Schwung in die handelspolitische Abwärtsspirale haben, wie berichtet, Ende Jänner die USA gebracht. Die Trump-Administration verhängte hohe Einfuhrzölle auf Importe von Waschmaschinen und Solaranlagen – um die US-Industrie vor ausländischer Konkurrenz und inländische Arbeitsplätze zu schützen sowie bessere Marktbedingungen für US-Autobauer in Südkorea zu erwirken. Im April will US-Präsident Donald Trump über Zölle und Quoten für Aluminium- und Stahlimporte entscheiden.

Gefahr von Vergeltung

Die Regierung in Seoul legte zudem eine umfassende Beschwerde gegen Schutzzölle ein, mit denen die USA im Mai 2016 südkoreanische Stahlprodukte und Transformatoren belegt hatten. China, Südkorea und die EU haben nun bei der WTO Konsultationen mit den USA beantragt. Alle Staaten verlangen Kompensation für die Handelsausfälle. Sollten die Konsultationen scheitern, sind Vergeltungsmaßnahmen nicht auszuschließen.

★ ★ ★ ★ ★ ★ ★

◆ **Übungsaufgaben**:
**a)** Fassen Sie im Text über den Handelsstreit den Absatz, der mit „Schwung in die handelspolitische Abwärtsspirale“ beginnt, als Stichpunktliste zusammen und behalten Sie dabei die wesentlichen Fakten bei.
**b)** Führen Sie den Text über den Handelsstreit im Anschluss an seinen letzten Satz weiter.

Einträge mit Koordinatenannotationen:
★ ★ ★ ★ ★ ★ ★

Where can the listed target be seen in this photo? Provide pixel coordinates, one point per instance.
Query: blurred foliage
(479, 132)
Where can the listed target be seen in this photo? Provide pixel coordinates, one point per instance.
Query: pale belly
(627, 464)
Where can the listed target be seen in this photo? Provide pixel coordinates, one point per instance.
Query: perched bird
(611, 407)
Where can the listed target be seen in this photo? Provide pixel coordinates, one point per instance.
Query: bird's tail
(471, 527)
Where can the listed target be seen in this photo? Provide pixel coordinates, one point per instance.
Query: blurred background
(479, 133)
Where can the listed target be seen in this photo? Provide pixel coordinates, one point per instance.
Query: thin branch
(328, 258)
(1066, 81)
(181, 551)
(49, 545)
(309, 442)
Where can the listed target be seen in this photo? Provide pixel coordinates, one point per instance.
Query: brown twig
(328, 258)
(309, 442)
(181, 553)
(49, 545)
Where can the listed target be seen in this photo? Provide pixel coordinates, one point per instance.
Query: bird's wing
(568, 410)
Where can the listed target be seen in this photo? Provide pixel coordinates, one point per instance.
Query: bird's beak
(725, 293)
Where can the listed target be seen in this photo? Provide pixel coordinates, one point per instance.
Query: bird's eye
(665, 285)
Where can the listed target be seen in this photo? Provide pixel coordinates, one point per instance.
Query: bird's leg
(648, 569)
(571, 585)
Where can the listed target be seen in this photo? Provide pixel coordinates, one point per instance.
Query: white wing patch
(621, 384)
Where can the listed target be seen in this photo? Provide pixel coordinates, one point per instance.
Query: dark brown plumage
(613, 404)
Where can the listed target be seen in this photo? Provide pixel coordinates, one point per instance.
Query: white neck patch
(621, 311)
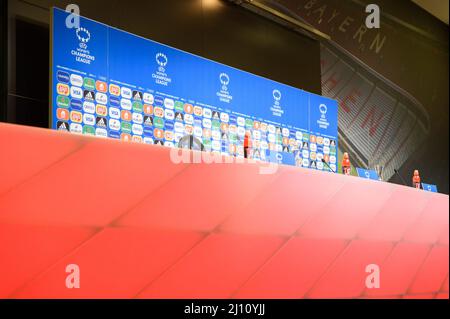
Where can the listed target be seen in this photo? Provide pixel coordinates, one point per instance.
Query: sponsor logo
(148, 121)
(101, 110)
(62, 114)
(76, 128)
(101, 98)
(62, 89)
(179, 106)
(169, 103)
(169, 114)
(158, 111)
(126, 115)
(323, 121)
(101, 132)
(114, 134)
(159, 100)
(160, 76)
(224, 94)
(188, 108)
(101, 86)
(125, 137)
(137, 129)
(125, 104)
(76, 92)
(126, 127)
(126, 93)
(158, 122)
(137, 106)
(89, 107)
(276, 107)
(148, 98)
(114, 124)
(101, 122)
(88, 95)
(88, 130)
(88, 119)
(62, 76)
(114, 113)
(62, 101)
(89, 84)
(76, 105)
(137, 118)
(114, 101)
(76, 116)
(137, 96)
(76, 80)
(198, 111)
(114, 89)
(148, 109)
(62, 126)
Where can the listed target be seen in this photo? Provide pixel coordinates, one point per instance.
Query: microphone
(325, 162)
(401, 177)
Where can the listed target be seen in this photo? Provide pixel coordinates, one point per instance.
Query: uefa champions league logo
(277, 96)
(224, 95)
(224, 79)
(276, 107)
(323, 111)
(162, 60)
(83, 36)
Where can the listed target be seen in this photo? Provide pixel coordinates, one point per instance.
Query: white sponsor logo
(148, 98)
(88, 119)
(125, 104)
(114, 124)
(76, 92)
(76, 80)
(126, 92)
(114, 113)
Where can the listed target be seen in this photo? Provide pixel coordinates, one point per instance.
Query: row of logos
(92, 107)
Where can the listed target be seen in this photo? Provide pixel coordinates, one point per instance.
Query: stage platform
(139, 225)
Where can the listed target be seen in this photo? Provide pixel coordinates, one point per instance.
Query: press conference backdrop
(110, 83)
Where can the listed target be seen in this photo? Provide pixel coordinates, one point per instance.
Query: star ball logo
(276, 107)
(162, 60)
(277, 96)
(83, 36)
(323, 122)
(160, 75)
(81, 53)
(224, 79)
(224, 95)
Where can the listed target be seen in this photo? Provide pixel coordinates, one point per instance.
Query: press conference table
(139, 225)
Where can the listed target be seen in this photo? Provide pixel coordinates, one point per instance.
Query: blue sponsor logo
(114, 134)
(114, 101)
(169, 125)
(76, 105)
(159, 101)
(148, 131)
(63, 76)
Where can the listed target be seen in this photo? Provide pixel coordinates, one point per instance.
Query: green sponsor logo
(126, 127)
(88, 130)
(62, 101)
(89, 83)
(137, 107)
(179, 106)
(215, 124)
(158, 122)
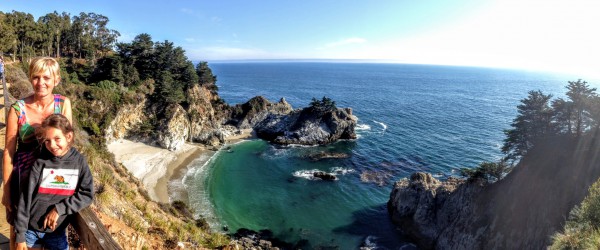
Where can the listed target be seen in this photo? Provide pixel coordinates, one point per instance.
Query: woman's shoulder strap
(59, 102)
(19, 106)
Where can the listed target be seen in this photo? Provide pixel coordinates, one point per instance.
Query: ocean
(411, 118)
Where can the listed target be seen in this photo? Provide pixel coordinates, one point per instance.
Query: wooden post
(92, 232)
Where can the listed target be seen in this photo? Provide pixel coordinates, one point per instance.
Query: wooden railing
(92, 232)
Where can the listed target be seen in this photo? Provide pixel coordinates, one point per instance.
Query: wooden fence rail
(92, 232)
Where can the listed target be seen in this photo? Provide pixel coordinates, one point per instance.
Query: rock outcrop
(255, 110)
(308, 127)
(174, 130)
(207, 116)
(521, 211)
(129, 117)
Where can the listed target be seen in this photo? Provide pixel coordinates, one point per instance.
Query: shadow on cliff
(375, 222)
(534, 200)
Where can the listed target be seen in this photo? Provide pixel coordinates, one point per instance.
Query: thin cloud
(187, 11)
(353, 40)
(228, 53)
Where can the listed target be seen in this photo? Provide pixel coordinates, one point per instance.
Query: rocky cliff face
(521, 211)
(206, 116)
(174, 130)
(249, 114)
(201, 122)
(307, 127)
(208, 120)
(129, 117)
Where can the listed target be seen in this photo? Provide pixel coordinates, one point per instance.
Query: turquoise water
(411, 118)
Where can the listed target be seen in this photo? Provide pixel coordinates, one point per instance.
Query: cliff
(307, 126)
(520, 211)
(172, 125)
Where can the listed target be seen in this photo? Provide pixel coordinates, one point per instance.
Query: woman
(23, 117)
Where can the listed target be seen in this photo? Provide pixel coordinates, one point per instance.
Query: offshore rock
(173, 131)
(324, 176)
(255, 110)
(308, 127)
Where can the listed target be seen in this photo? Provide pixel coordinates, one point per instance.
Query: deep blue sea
(410, 118)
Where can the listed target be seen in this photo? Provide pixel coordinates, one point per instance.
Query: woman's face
(43, 83)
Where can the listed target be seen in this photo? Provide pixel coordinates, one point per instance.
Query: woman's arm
(67, 112)
(9, 153)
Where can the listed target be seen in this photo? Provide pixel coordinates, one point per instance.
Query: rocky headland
(521, 211)
(208, 121)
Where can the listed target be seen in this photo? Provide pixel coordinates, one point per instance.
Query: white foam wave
(370, 243)
(306, 174)
(309, 174)
(383, 125)
(361, 127)
(341, 171)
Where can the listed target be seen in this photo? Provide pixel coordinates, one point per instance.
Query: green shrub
(582, 229)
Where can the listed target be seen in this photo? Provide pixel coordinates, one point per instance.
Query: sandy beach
(156, 167)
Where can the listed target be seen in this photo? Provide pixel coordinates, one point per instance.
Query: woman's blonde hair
(38, 65)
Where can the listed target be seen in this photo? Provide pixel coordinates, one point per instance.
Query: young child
(60, 184)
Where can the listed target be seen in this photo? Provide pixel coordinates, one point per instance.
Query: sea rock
(324, 176)
(308, 127)
(326, 155)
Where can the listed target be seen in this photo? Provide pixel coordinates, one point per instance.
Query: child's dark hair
(57, 121)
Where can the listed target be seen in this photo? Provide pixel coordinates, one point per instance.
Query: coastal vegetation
(539, 118)
(523, 200)
(101, 76)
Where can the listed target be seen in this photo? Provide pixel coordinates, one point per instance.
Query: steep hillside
(521, 211)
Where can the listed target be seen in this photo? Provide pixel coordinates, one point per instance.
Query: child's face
(57, 142)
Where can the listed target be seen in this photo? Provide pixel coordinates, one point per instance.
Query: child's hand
(21, 246)
(6, 198)
(51, 218)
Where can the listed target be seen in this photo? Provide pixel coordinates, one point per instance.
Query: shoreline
(157, 168)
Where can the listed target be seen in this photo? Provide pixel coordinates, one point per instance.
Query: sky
(549, 35)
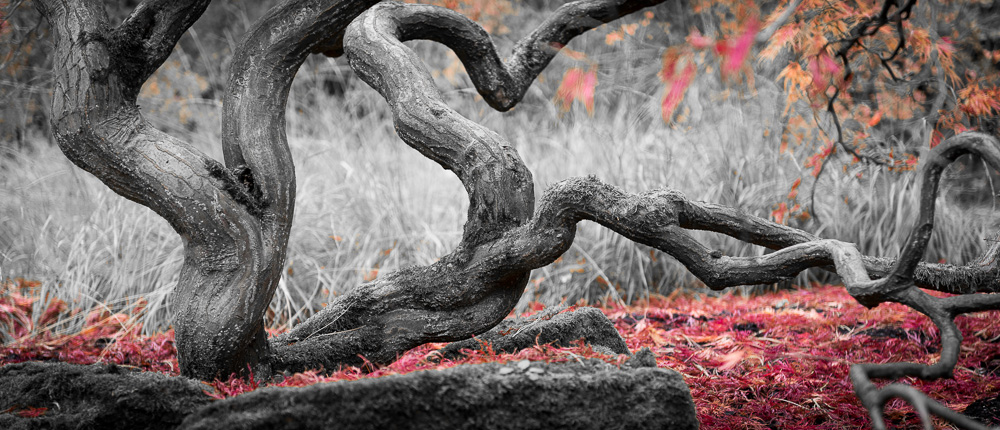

★ ★ ★ ★ ★ ★ ★

◆ **Lösungen**:
**a)**
- Ende Jänner brachten die USA Schwung in die handelspolitische Abwärtsspirale.
- Die Trump-Administration verhängte hohe Einfuhrzölle auf Importe von Waschmaschinen und Solaranlagen.
- Diese Zölle sollen die US-Industrie vor ausländischer Konkurrenz und inländische Arbeitsplätze schützen.
- Außerdem sollen sie bessere Marktbedingungen für US-Autobauer in Südkorea erwirken.
- Im April will US-Präsident Donald Trump über Zölle und Quoten für Aluminium- und Stahlimporte entscheiden.

**b)**
Seit der Wirtschaftskrise 2008 mit hoher Arbeitslosigkeit und geringem Wachstum sei die Gefahr von Handelskriegen gestiegen, attestiert Azevedo: "Unter solchen Bedingungen steigt die Versuchung, die Grenzen zu schließen. Eine solche Stimmung kann zu einem Handelskrieg führen. Das ist aber nicht passiert, noch nicht passiert. Es könnte kommen, aber ich hoffe nicht – wir sind sehr wachsam."

Die 164 Mitglieder der WTO handeln untereinander Verträge über den Abbau von Handelshemmnissen aus. Bei Streitigkeiten über Handelspraktiken kann ein Streitschlichtungsausschuss angerufen werden. Er kann Vergeltungsmaßnahmen zulassen.

US-Mitarbeit vermisst

Azevedo vermisst die früher übliche konstruktive Mitarbeit der USA. Die USA hätten zwar Reformen bei der WTO eingemahnt, bereits unter der Präsidentschaft von Barack Obama, und sie blockierten etwa die Ernennung von Schiedsrichtern im Streitschlichtungsverfahren. "Das Problem ist, ich sehe im Moment keine Gespräche, die uns glauben lassen, dass nach einer Lösung gesucht wird", so Azevedo. Anzeichen, dass die USA die WTO verlassen könnten, sehe er aber nicht. "Sie sind Mitglied, und sie nehmen immer noch an den Diskussionen teil."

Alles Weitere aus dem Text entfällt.